The pictures get dropped, while every remaining part of the listing is copied exactly.
** Opening DATA RECORDS block **
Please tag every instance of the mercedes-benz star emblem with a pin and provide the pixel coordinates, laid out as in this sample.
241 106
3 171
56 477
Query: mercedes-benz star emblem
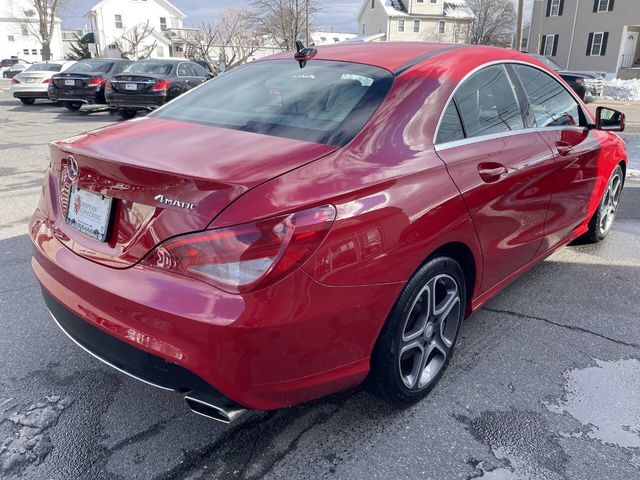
** Closing DATA RECORDS block **
RESPONSE AREA:
Please tag every instance of the mercedes-benz star emblem with a pin and provide the pixel coordinates, laid out as in this sample.
241 106
3 171
56 477
Query: mercedes-benz star emblem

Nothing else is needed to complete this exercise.